CONSIGNE ÉCRITE 1 - Reproduisez le passage de la présentation du Cahier n°4 qui va de "Les Cahiers Bathilde Vérité n°4 Constellations" à "fraternelle et lumineuse.".
CONSIGNE ÉCRITE 2 - Selon la présentation du Cahier n°4, quelle ville la préface transforme-t-elle en Loge visionnaire ?
CONSIGNE ÉCRITE 3 - Rédigez la suite de la présentation du Cahier n°4, en reprenant juste après sa dernière phrase.

Les Cahiers Bathilde Vérité n°4 Constellations du désir

Les Cahiers Bathilde Vérité n°4 – Constellations du désir
Sous la direction de Liliane Mirville, ce nouvel opus de la Loge Nationale de Recherche de la Grande Loge Féminine de France (GLFF) révèle les arcanes d’une sagesse oubliée. À travers l’article magistral de Sylvie Pierre, Bathilde d’Orléans devient la figure d’une initiation intérieure, fraternelle et lumineuse.
Cahiers Bathilde Vérité n°4
Cahiers Bathilde Vérité n°4
Dans le miroitement subtil de son titre, Constellations du désir, ce quatrième Cahier de la Loge Nationale de Recherche de la GLFF se présente comme une voûte étoilée : un espace d’élévation intérieure où chaque texte, chaque réflexion, chaque nom, brille d’un éclat singulier, mais forme un tout – une architecture céleste au service de l’initiation et de la liberté de l’esprit. Loin de toute érudition sèche ou de tout catalogue savant, cette œuvre collective dessine une géographie symbolique de l’âme à travers le prisme de l’hermétisme, du néo-platonisme, de l’alchimie, mais aussi du combat pour la pensée vivante, dégagée des dogmes, irriguée par l’éveil intérieur. Dès les premières pages, la préface de Liliane Mirville, actuelle Grande Maîtresse de la Grande Loge Féminine de France, donne à ce volume sa tonalité vibratoire. Elle ne se contente pas d’introduire un recueil d’articles : elle ouvre un champ d’expérience. Son texte, inspiré, nous convie à une traversée du XVIe et XVIIe siècle européens, à la rencontre d’un monde en gestation, celui de l’esprit libre. Loin d’une simple érudition sur les alchimistes ou les spagyristes, elle restitue leur force subversive : Catherine Sforza, Isabella Cortese, Jacob Boehme ou encore Giordano Bruno deviennent les figures tutélaires d’une franc-maçonnerie de l’âme, insoumise aux autorités de leur temps, mais fidèle à l’unité du vivant. Liliane Mirville déploie ainsi une cartographie ésotérique qui va bien au-delà de l’histoire : elle désigne des points de convergence initiatiques. La Prague de Rodolphe II devient Loge visionnaire, creuset hermétique, miroir du Temple intérieur où alchimie, médecine, astrologie et théologie se fondent dans une quête de l’Être. En cette époque troublée, cette préface agit comme un rappel lumineux : l’initiation n’est pas un privilège de l’élite, mais un droit d’éveil, un devoir de lien. La Loge nationale de recherche, dans sa mission contemporaine, s’inscrit pleinement dans cette généalogie du sens, et nous rappelle que le désir, ce feu discret, est moteur de transmutation spirituelle.

Données d'étiquetage des coordonnées:
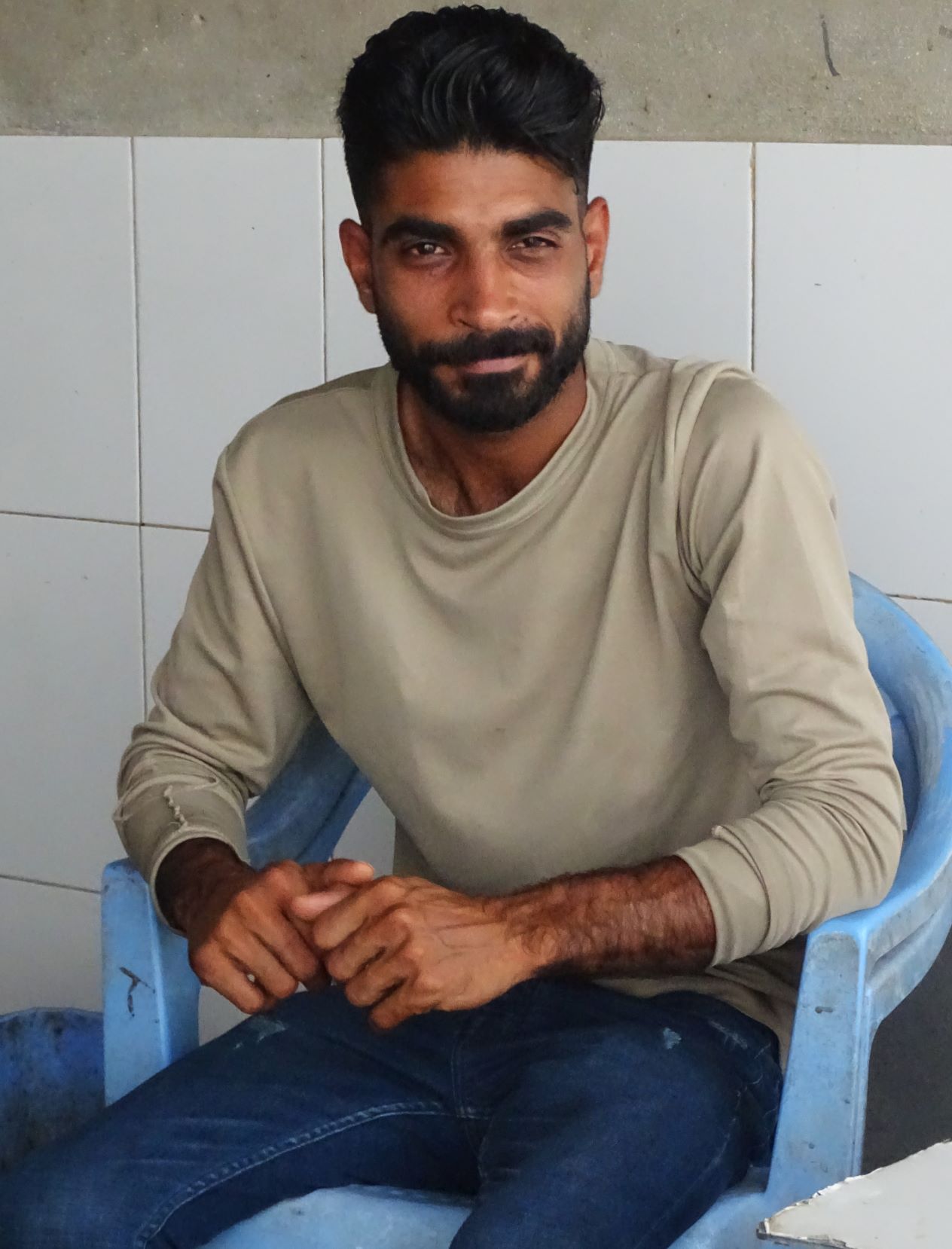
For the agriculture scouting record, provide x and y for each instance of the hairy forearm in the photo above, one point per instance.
(190, 872)
(645, 921)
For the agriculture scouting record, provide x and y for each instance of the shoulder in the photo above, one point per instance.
(305, 429)
(728, 417)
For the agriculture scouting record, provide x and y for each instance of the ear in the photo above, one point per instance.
(595, 229)
(355, 245)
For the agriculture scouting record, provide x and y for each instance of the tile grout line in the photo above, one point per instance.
(136, 286)
(921, 599)
(99, 520)
(322, 171)
(49, 884)
(754, 252)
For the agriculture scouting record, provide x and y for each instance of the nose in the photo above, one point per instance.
(484, 300)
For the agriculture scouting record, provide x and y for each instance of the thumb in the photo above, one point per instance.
(319, 876)
(309, 905)
(346, 872)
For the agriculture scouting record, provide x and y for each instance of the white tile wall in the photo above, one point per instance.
(853, 290)
(66, 328)
(853, 305)
(351, 334)
(679, 269)
(72, 681)
(55, 936)
(169, 560)
(230, 301)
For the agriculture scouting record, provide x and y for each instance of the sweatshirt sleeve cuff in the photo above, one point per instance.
(183, 814)
(736, 893)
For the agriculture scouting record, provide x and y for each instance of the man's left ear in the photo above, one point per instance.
(595, 229)
(355, 245)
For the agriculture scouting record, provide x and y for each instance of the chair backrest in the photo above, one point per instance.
(915, 679)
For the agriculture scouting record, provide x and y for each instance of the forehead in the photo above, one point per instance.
(471, 190)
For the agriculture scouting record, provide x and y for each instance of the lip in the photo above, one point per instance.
(498, 365)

SORTIE ATTENDUE 1 -
Les Cahiers Bathilde Vérité n°4 Constellations du désir

Les Cahiers Bathilde Vérité n°4 – Constellations du désir
Sous la direction de Liliane Mirville, ce nouvel opus de la Loge Nationale de Recherche de la Grande Loge Féminine de France (GLFF) révèle les arcanes d’une sagesse oubliée. À travers l’article magistral de Sylvie Pierre, Bathilde d’Orléans devient la figure d’une initiation intérieure, fraternelle et lumineuse.

SORTIE ATTENDUE 2 - La Prague de Rodolphe II.

SORTIE ATTENDUE 3 -
Liliane Mirville
Liliane Mirville
Mais parmi toutes les contributions de ce cahier, une pièce centrale s’impose par sa beauté grave, sa clarté fraternelle et sa puissance symbolique : l’article de Sylvie Pierre, intitulé « Échanges épistolaires et cheminement d’une pensée libre, profonde et spirituelle ». Ce texte, véritable pierre d’angle, ne se contente pas d’exhumer une correspondance oubliée : il révèle un trésor initiatique. Sylvie Pierre y fait revivre le dialogue épistolaire entre Bathilde d’Orléans, duchesse de Bourbon, et Michel Ruffin, soldat républicain, entre 1799 et 1813. Ce que nous découvrons ici dépasse largement l’anecdote historique : nous assistons à la genèse d’une fraternité de l’âme, à la naissance d’un compagnonnage spirituel où chaque mot devient outil, chaque lettre, une planche. Bathilde, qui signe ses lettres « Vérité », s’impose alors comme l’une des grandes initiées silencieuses de notre tradition. À travers ses écrits, elle polit les arêtes de l’orgueil, taille les pierres de l’ego, trace les lignes d’une éthique spirituelle exigeante, mais toujours habitée par la douceur. En exil, elle ne s’effondre pas, elle éclaire. Elle ne se lamente pas, elle transmet. Le lecteur maçon se sent alors invité à entrer dans cette Loge invisible, faite de silence et de mots choisis, où la Lumière ne vient ni des décors ni des degrés, mais de la fidélité à l’Idéal.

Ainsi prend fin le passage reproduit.